EXERCISE TASK A
In the records, swap "distant ridge" for "far hillside" in the stretch from the line containing "If you could pick out the distant ridge" through the line containing "(1186, 250)". Return only those lines, otherwise unchanged.

DOCUMENT SEGMENT
This April, Mrubata, accompanied by his friend and collaborator jazz guitarist Gary Wittner (who has played in South Africa on a number of occasions), performed at the Joe Henderson Lab at the SFJAZZ Center in San Francisco as part of a South African music series celebrating 30 years of liberation from Apartheid. They were accompanied by two locals: bassist Noah Garabedian and drummer Deszon Clairborne. A series of duets in Maine, where Wittner resides, followed. We spoke to Mrubata during his stay in San Francisco. 

All About Jazz: Tell us about growing up in Langa, South Africa.

McCoy Mrubata: Growing up in Langa was a great experience in a very vibrant township. Music was all over the place. It was a very involved community with a plenty of sports and arts activities. There was a big band that used to rehearse across from where my grandparents lived.

In South Africa, children are frequently raised by their grandparents because the parents are separated for work or the father decided to take a hike and get another wife. So there were a lot of children growing up with their grandparents, and it was the case with me. I heard the big band music of Count Basie, Duke Ellington and others from the time I was a toddler. Later on, when I was around 10 or 11, I heard it played by my uncles or aunts, who had these artists as a part of their record collections. So I absorbed these influences growing up during the 1960s.

On one side of my grandparents' place a group of traditional healers held forth, and the African Zion Christian Church was on the other side. The traditional healers sang to the accompaniment of African drums. It was loud, but people didn't care about noise: They'd just go with the flow. On the other side, the Zion Christians also sang loudly and would play their drums in a fashion similar to that of the traditional healers.

So I absorbed these sounds growing up.  It was a very vibrant culture. In 1973, when I was 13, I joined a marching band. And I wanted to get ahold of a bugle. Simply because one of my uncles had a Louis Armstrong album and the bugle is a brass instrument similar to a trumpet. I wanted to learn how to play it after hearing that. But I was tiny, and I could not get hold of a bugle. The instruments were in the music room and every year students who were interested in learning music would be told to grab a musical instrument, and obtaining a musical instrument was not an easy task for a tiny boy like me. It was a free for all when trying to get one, as there would be a stampede. So I ended up with a tiny percussion instrument known as the triangle. I was stuck with that for the entire year. In 1974, I managed to get the bugle and really enjoyed playing with the band. In 1976, South Africa was on fire; there was an uprising. The students wanted to be taught in their native tongue. Basically, South Africa was at a standstill because there were these riots every single day.

SOURCE RECORDS
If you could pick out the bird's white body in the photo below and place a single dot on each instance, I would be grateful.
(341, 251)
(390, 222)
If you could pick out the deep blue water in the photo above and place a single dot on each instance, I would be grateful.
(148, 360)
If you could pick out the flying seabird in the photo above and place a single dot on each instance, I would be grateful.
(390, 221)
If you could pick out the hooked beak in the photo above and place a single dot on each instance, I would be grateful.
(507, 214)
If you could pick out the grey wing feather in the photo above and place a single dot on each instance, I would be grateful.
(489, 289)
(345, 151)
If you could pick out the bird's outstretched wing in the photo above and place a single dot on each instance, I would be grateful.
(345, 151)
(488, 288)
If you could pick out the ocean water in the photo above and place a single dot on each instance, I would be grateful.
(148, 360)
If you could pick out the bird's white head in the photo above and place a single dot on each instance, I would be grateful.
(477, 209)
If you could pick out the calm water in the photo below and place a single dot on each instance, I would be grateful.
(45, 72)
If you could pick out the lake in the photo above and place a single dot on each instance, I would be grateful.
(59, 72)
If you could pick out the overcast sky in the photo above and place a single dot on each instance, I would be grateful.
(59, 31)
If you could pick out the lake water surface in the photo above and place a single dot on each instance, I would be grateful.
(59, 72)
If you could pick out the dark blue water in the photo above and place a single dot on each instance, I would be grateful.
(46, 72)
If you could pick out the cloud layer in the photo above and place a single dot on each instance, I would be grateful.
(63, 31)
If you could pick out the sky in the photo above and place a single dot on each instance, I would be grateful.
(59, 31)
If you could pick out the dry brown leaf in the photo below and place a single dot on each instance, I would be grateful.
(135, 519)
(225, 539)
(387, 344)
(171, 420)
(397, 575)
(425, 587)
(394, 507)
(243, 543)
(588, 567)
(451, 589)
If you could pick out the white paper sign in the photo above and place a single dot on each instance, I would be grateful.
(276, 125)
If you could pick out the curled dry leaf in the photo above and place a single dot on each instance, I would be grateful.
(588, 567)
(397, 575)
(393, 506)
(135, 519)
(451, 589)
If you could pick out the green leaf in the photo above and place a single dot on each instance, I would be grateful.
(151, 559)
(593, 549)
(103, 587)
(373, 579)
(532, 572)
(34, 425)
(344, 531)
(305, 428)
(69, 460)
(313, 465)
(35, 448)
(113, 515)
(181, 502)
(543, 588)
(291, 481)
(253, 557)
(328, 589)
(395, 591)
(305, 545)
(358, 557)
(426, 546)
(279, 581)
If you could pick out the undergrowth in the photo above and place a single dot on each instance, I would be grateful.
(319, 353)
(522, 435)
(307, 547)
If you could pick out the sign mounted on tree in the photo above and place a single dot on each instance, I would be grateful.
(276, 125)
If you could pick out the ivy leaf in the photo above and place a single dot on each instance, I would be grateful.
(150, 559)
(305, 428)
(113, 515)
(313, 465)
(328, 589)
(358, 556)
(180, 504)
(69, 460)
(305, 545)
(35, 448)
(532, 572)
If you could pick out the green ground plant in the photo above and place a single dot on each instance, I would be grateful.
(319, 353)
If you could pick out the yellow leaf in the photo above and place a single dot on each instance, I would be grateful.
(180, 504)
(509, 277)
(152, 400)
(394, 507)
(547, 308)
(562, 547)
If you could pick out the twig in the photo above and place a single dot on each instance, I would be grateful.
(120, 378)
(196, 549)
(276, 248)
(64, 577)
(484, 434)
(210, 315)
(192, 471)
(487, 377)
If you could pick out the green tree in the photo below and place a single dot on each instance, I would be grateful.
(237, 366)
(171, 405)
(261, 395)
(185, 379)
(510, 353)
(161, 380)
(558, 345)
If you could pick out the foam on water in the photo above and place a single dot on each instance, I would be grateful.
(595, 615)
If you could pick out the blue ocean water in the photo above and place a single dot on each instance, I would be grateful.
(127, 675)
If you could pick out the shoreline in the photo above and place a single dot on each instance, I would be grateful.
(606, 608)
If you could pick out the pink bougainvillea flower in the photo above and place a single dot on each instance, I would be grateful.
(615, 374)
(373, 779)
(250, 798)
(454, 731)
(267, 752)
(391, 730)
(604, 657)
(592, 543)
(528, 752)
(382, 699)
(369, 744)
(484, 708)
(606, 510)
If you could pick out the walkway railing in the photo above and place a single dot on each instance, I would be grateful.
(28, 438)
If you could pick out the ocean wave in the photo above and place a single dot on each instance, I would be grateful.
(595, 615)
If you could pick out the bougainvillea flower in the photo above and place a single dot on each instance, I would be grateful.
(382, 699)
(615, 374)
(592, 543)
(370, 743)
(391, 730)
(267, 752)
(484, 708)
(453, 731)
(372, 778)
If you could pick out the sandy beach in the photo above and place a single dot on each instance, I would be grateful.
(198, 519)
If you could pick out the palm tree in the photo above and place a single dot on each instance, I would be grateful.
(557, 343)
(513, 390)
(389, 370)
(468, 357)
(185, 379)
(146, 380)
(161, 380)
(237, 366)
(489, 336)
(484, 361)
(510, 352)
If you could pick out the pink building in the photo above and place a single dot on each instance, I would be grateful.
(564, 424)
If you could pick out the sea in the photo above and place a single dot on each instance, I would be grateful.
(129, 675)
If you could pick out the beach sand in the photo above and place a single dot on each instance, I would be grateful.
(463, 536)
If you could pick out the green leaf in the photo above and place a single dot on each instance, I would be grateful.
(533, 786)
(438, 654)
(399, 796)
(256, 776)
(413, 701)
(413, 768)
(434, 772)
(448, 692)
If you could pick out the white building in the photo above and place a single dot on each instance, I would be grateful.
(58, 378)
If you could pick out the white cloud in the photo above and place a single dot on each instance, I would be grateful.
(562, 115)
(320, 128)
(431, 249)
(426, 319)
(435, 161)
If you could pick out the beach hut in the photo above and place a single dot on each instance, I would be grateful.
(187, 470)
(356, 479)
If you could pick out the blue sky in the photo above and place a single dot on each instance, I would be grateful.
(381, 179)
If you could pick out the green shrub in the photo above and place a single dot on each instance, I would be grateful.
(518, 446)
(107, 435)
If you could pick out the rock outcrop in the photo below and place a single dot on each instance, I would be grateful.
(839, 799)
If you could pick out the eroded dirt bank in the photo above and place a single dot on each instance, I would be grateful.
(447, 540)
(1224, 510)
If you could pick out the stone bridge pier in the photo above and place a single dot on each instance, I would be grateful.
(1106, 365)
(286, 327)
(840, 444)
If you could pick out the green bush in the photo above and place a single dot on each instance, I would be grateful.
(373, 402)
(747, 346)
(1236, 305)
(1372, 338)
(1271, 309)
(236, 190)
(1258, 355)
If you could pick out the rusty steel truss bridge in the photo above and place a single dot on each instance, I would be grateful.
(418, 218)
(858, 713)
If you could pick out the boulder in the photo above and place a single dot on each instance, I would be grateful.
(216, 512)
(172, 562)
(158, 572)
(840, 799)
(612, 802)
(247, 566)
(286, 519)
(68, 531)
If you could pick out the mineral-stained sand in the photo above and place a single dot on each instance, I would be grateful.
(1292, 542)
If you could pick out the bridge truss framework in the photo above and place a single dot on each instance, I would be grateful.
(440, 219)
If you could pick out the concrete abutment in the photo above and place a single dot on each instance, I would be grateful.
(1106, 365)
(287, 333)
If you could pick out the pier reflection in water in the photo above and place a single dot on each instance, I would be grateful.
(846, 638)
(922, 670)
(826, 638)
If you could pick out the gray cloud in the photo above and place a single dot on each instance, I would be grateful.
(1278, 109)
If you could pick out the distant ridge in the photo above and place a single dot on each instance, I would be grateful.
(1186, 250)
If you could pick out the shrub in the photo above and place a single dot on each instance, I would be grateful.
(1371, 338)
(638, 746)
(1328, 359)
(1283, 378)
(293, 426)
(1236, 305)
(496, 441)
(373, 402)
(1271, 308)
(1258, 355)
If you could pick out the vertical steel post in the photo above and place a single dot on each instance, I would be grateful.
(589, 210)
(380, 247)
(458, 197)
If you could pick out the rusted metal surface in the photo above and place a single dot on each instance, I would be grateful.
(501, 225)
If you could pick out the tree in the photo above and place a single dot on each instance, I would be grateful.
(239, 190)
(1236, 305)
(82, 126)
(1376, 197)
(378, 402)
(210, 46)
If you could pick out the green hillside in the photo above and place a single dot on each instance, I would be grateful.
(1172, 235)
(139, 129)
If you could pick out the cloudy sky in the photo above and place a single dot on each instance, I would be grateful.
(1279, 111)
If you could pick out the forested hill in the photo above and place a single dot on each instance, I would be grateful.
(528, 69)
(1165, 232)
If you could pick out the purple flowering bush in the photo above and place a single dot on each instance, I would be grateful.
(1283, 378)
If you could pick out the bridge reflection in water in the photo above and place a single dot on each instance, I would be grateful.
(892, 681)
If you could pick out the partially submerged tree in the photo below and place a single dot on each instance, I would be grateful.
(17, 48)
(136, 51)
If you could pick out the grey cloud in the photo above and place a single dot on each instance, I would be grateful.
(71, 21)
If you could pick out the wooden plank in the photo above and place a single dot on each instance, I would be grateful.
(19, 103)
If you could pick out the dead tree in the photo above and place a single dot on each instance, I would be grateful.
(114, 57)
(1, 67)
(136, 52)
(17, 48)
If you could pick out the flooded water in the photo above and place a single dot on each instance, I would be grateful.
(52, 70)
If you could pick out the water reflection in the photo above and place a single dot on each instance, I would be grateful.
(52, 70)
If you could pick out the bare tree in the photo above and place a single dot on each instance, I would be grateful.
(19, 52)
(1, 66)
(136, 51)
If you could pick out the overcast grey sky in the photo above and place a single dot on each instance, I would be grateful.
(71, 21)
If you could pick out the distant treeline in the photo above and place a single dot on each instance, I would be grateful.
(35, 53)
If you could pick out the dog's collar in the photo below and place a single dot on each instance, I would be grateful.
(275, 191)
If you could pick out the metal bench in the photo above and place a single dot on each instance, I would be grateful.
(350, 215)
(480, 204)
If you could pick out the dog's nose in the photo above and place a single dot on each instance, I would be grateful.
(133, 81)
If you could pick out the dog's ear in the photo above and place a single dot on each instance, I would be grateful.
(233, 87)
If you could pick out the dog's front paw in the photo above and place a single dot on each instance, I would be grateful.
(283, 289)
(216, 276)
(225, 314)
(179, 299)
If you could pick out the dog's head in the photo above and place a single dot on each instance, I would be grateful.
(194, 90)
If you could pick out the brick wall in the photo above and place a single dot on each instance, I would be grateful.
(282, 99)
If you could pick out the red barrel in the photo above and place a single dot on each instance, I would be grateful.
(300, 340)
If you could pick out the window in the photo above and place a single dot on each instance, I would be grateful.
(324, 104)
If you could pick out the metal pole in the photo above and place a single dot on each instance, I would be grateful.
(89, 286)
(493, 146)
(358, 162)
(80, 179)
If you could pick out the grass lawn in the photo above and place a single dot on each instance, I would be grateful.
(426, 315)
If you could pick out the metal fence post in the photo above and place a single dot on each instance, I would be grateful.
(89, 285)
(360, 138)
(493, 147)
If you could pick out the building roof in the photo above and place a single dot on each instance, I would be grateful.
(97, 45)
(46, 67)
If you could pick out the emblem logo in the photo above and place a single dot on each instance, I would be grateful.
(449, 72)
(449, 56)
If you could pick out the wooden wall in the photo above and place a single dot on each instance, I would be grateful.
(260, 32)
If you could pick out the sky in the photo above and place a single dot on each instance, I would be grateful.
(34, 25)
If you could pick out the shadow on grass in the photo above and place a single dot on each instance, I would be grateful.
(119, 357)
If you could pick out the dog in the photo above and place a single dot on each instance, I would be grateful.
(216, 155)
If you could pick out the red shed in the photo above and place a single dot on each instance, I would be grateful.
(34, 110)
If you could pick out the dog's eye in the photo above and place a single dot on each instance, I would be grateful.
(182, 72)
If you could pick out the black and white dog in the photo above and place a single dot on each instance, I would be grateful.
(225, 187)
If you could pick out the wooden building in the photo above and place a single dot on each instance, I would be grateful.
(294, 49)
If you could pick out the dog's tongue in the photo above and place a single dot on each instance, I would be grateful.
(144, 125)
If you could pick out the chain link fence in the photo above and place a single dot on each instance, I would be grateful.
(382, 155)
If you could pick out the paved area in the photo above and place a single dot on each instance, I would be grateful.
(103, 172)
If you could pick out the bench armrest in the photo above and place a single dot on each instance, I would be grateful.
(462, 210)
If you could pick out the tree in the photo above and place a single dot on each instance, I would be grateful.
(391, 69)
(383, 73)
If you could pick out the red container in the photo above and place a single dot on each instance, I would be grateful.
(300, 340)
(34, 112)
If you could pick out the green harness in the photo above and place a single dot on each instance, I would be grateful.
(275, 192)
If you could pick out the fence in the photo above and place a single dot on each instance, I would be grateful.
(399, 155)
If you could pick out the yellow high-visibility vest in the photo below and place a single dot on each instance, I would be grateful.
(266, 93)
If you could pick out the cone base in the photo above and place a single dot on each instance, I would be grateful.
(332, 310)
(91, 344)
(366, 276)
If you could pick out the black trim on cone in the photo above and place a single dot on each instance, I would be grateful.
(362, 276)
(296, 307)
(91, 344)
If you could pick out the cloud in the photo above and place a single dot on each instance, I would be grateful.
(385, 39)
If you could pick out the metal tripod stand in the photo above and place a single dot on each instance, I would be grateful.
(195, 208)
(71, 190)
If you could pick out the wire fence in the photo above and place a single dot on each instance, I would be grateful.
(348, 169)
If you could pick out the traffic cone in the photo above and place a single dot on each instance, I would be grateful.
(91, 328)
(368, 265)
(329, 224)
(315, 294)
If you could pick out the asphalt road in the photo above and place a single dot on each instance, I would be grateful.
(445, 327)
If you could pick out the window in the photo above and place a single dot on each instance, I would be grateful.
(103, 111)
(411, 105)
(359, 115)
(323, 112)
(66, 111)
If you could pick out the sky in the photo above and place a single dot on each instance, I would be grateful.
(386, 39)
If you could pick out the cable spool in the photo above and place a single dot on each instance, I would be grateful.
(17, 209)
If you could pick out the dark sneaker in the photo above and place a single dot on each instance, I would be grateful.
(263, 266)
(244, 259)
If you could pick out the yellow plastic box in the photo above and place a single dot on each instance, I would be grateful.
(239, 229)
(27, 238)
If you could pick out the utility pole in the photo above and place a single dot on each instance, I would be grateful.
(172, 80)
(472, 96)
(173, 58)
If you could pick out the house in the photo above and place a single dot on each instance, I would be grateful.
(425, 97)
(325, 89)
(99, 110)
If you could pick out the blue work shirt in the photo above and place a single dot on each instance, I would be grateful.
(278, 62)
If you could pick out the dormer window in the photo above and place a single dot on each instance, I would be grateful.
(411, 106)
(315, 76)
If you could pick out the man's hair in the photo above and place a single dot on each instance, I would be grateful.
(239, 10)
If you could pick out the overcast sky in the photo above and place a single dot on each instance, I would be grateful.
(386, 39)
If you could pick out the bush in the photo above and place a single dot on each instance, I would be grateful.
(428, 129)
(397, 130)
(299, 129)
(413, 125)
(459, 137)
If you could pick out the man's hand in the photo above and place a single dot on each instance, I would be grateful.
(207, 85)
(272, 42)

EXERCISE TASK B
For each statement about the interview with Mrubata, say whether it agrees with the interview. Support each yes or no with the deciding words, quoted exactly.
(i) Mrubata joined a marching band in 1973, at age 13.
(ii) During his first year in the marching band, Mrubata played the bugle.
(iii) The bassist and drummer at the San Francisco performance were locals.

EXERCISE OUTPUT A
If you could pick out the far hillside in the photo above and place a single dot on each instance, I would be grateful.
(1186, 250)

EXERCISE OUTPUT B
(i) Yes: "In 1973, when I was 13, I joined a marching band."
(ii) No: "So I ended up with a tiny percussion instrument known as the triangle. I was stuck with that for the entire year."
(iii) Yes: "They were accompanied by two locals: bassist Noah Garabedian and drummer Deszon Clairborne."